**GIVEN INSTRUCTION 1**
Repeat word for word the lines of the listing from the one containing "in blue cap." through the end of the listing.

First of all, thanks for what appears to be the best distro for the small ARM-soc devices, including the PINE64. I really appreciate all the work and houtrs that many people are dedicating to the project.



Some history:


The Logitech Squeezebox Touch was launched in April 2010)



It has

  • 4.3" colour touchscreen
  • Connects to Logitech Media Server (LMS) through Ethernet or Wifi and plays songs stored there or from a wide range of internet sources.
  • Supports 16- and 24-bit audio with a sampling rate of up to 96 kHz (or up to 192 kHz, enabled by use of a free third-party plug-in.)
  • Supports asynchronous USB digital audio output, enabled by use of a free third-party plug-in.
  • Native WMA lossless support.
  • Can pass through DSD streams if repacked as PCM (DoP)
  • Has a builti DAC of reasonable quality, that can handle PCM up to 96 kHz, but can alos output to an external DAC, through COAX, TOSLINK or USB

Logitech discontinued the whole squeezebox line in 2014, but the community is keeping the project alive, with LMS and plugins being actively developed.

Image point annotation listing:
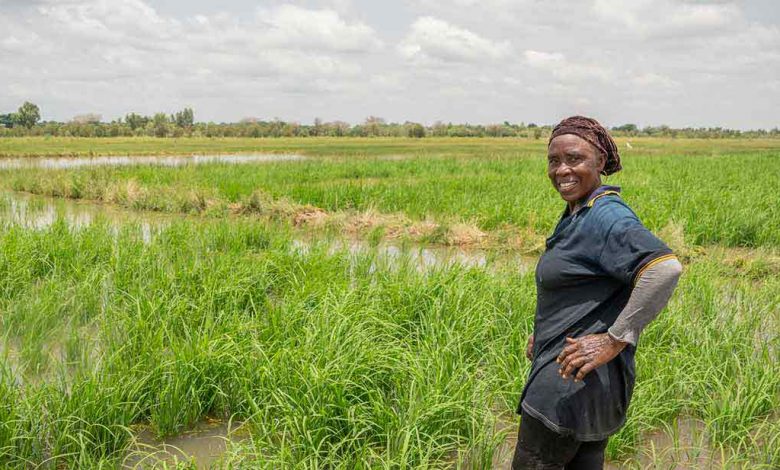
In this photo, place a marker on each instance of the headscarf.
(590, 130)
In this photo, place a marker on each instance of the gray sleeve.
(649, 296)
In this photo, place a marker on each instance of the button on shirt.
(583, 282)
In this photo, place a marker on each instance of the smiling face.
(574, 167)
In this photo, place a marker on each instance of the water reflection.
(203, 446)
(173, 161)
(37, 212)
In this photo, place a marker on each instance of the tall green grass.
(331, 360)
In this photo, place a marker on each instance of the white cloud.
(668, 17)
(433, 38)
(322, 29)
(565, 70)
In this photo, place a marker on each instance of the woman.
(601, 279)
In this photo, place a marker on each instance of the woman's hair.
(590, 130)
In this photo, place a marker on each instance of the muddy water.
(682, 446)
(205, 443)
(38, 212)
(203, 446)
(78, 162)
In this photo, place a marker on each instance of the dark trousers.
(539, 448)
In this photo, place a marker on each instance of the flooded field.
(118, 161)
(140, 335)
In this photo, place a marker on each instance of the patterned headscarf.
(590, 130)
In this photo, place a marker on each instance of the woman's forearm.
(649, 296)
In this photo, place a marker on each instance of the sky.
(649, 62)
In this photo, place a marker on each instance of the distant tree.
(317, 128)
(184, 118)
(136, 120)
(415, 130)
(159, 125)
(373, 125)
(27, 115)
(7, 120)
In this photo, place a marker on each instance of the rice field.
(118, 327)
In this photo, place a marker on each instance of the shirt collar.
(602, 190)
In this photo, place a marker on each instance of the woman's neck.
(574, 206)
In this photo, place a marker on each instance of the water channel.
(127, 160)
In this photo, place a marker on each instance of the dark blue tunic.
(583, 281)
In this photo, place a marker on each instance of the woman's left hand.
(587, 353)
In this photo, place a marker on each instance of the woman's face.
(574, 167)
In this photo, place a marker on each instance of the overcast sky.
(675, 62)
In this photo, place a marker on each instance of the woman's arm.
(649, 296)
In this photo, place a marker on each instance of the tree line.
(26, 121)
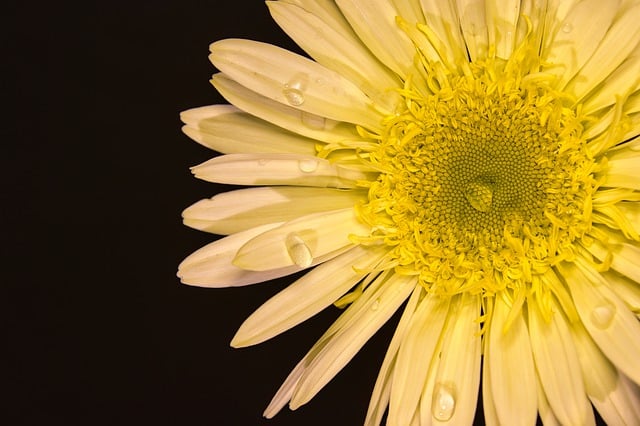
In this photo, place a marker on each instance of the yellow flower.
(477, 160)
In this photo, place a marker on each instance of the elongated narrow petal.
(602, 382)
(235, 211)
(300, 241)
(277, 169)
(226, 129)
(307, 296)
(553, 350)
(511, 366)
(304, 123)
(455, 392)
(348, 342)
(382, 389)
(414, 358)
(609, 322)
(293, 80)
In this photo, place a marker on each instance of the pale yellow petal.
(300, 241)
(293, 80)
(307, 296)
(226, 129)
(513, 382)
(277, 169)
(609, 322)
(235, 211)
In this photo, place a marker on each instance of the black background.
(98, 330)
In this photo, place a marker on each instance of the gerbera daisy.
(473, 162)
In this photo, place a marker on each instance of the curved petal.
(293, 80)
(226, 129)
(307, 296)
(277, 169)
(235, 211)
(300, 241)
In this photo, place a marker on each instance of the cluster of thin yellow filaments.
(485, 182)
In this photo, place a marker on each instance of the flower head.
(475, 161)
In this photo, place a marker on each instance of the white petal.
(375, 23)
(473, 23)
(338, 50)
(382, 389)
(211, 265)
(619, 41)
(277, 169)
(293, 80)
(602, 381)
(226, 129)
(577, 36)
(414, 358)
(344, 345)
(303, 123)
(502, 19)
(513, 382)
(455, 393)
(557, 365)
(235, 211)
(300, 241)
(609, 322)
(307, 296)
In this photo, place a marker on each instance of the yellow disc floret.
(485, 182)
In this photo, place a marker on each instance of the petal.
(455, 393)
(382, 389)
(300, 241)
(338, 50)
(611, 325)
(211, 265)
(226, 129)
(293, 80)
(602, 381)
(513, 382)
(414, 358)
(375, 23)
(307, 296)
(347, 342)
(303, 123)
(553, 351)
(619, 42)
(235, 211)
(277, 169)
(574, 38)
(502, 19)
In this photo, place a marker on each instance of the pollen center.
(485, 181)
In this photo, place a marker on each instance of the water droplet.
(602, 315)
(294, 90)
(375, 305)
(479, 194)
(298, 250)
(313, 121)
(443, 403)
(308, 165)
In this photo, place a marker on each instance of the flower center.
(485, 181)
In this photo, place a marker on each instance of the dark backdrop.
(98, 329)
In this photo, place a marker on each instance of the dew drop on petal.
(443, 403)
(313, 121)
(293, 90)
(602, 315)
(298, 251)
(308, 165)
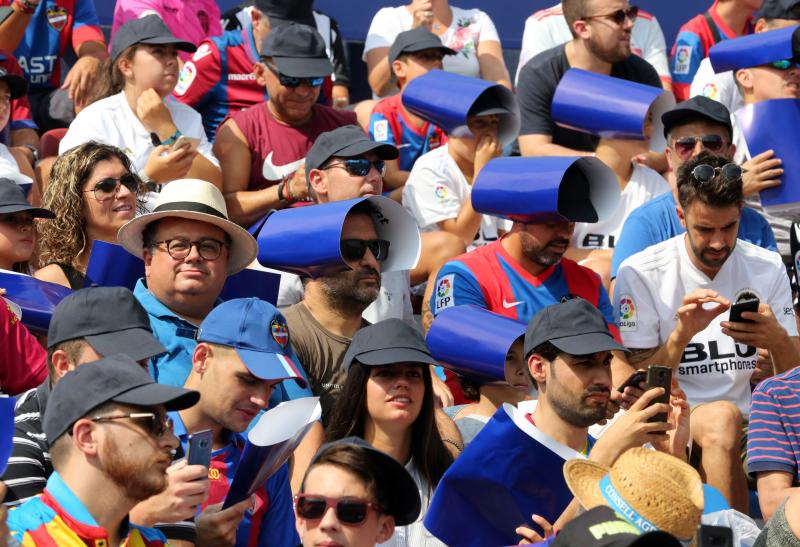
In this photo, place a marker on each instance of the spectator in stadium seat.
(601, 31)
(547, 28)
(468, 32)
(725, 19)
(41, 35)
(669, 299)
(142, 73)
(92, 192)
(263, 148)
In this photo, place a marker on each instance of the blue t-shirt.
(657, 221)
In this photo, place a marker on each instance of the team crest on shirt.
(57, 17)
(443, 293)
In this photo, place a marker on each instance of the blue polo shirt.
(178, 336)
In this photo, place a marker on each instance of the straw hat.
(659, 487)
(192, 199)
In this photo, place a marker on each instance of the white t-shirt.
(547, 29)
(468, 28)
(436, 190)
(650, 288)
(645, 183)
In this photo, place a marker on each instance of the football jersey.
(547, 28)
(55, 26)
(490, 278)
(390, 124)
(650, 289)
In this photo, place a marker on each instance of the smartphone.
(658, 376)
(634, 380)
(745, 305)
(199, 452)
(714, 536)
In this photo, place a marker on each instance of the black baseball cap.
(601, 527)
(414, 40)
(697, 107)
(12, 200)
(281, 12)
(117, 379)
(394, 478)
(297, 50)
(110, 319)
(386, 343)
(779, 9)
(17, 85)
(347, 141)
(150, 29)
(575, 327)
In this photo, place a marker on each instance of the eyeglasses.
(291, 81)
(354, 249)
(157, 425)
(360, 167)
(109, 187)
(684, 146)
(179, 248)
(704, 172)
(618, 16)
(349, 511)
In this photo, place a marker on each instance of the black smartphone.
(199, 452)
(634, 380)
(658, 376)
(742, 306)
(714, 536)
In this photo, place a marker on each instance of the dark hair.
(427, 448)
(717, 192)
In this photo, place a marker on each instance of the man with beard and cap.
(111, 444)
(669, 300)
(601, 43)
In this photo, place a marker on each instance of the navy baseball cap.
(258, 333)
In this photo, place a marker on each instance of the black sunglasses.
(354, 249)
(705, 172)
(348, 511)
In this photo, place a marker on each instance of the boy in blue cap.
(242, 354)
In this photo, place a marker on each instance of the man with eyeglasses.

**GIVEN INSTRUCTION 2**
For each statement, say yes or no depending on whether it agrees with the Squeezebox Touch post, and quote the words from the post that decide it.
(a) The Squeezebox Touch came out in April 2010.
(b) The built-in DAC can handle PCM up to 192 kHz.
(c) Logitech discontinued the Squeezebox line in 2014.

**REPLY 1**
In this photo, place a marker on each instance of the boy in blue cap.
(242, 354)
In this photo, place a marker on each instance of the man with eyeglasses.

**REPLY 2**
(a) Yes: "The Logitech Squeezebox Touch was launched in April 2010"
(b) No: "can handle PCM up to 96 kHz"
(c) Yes: "Logitech discontinued the whole squeezebox line in 2014"